Directions for this task ->
Count the lines in the items below that contain the string "athlete". Case matters. Give only the number.

*-*-*

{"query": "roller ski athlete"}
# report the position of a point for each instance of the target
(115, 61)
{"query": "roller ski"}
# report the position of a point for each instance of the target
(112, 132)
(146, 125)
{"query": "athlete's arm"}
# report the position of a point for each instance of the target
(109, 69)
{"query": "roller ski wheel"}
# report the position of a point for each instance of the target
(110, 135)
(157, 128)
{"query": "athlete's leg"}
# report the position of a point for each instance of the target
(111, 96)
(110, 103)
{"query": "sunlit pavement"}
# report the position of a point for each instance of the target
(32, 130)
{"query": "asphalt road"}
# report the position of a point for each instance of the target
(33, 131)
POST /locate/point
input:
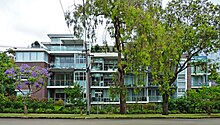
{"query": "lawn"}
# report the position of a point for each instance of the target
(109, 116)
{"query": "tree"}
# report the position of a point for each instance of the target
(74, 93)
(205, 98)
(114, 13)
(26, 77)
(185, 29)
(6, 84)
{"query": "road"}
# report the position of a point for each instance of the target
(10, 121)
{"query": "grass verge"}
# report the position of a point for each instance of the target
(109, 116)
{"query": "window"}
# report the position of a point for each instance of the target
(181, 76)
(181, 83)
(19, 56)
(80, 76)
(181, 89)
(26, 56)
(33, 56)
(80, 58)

*-*-*

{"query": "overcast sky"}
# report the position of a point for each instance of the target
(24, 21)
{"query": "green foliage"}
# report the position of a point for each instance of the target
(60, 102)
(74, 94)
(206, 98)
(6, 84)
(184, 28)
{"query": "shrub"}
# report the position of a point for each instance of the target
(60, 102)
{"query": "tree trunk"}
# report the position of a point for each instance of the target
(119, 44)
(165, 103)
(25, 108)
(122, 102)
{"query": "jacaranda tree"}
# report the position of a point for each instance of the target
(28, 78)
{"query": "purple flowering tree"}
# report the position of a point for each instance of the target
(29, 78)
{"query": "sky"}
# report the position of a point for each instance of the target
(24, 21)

*-*-*

Exercise response ->
3